## Requirements:
Please recast the material as a Markdown table with columns Row and Line, starting at the beginning of the material and going on through the line with "pixel 264 257", giving each line a row number. Leave out blank lines and pictures.

— START Data records —

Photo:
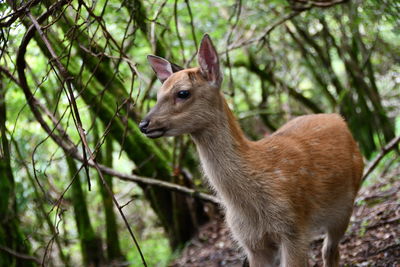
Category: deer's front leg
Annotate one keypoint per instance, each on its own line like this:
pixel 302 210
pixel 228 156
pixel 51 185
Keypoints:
pixel 264 257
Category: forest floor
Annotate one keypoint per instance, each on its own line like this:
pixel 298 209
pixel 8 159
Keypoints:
pixel 372 239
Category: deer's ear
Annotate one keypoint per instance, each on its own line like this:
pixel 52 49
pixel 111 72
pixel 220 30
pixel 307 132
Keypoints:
pixel 209 61
pixel 162 67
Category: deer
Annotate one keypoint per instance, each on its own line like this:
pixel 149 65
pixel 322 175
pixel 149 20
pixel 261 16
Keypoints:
pixel 277 193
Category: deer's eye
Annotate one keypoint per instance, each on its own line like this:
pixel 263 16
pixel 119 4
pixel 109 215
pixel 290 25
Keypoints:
pixel 183 94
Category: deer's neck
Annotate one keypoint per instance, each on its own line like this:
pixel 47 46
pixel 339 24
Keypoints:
pixel 222 148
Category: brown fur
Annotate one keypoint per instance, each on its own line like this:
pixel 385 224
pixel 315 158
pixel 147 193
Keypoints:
pixel 277 192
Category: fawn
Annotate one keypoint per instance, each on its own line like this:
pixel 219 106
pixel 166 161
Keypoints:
pixel 277 192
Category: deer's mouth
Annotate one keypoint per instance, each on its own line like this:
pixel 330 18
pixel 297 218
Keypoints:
pixel 155 133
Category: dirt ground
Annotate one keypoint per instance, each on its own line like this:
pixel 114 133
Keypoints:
pixel 372 239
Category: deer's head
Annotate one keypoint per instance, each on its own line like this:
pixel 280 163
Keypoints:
pixel 188 98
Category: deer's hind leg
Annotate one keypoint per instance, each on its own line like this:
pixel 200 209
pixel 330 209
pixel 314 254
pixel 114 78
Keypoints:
pixel 334 233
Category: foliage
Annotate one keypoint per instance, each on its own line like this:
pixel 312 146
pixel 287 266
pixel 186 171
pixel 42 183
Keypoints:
pixel 281 59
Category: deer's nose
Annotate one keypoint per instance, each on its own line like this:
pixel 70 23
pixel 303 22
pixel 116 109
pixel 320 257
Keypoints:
pixel 143 125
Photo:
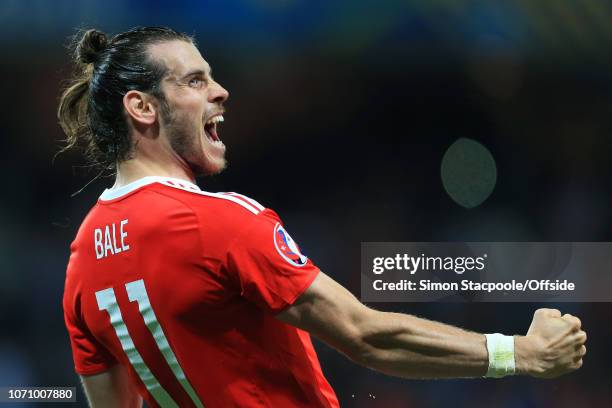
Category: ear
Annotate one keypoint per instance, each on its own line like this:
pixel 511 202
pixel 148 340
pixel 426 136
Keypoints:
pixel 140 107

— END Data records —

## Solution to the exercise:
| Row | Line |
|---|---|
| 1 | Photo: |
| 2 | Category: deer's front leg |
| 3 | Annotate one keypoint per instance, each on its own line like this: |
| 4 | pixel 302 210 |
| 5 | pixel 228 156 |
| 6 | pixel 51 185 |
| 7 | Keypoints: |
| 8 | pixel 264 257 |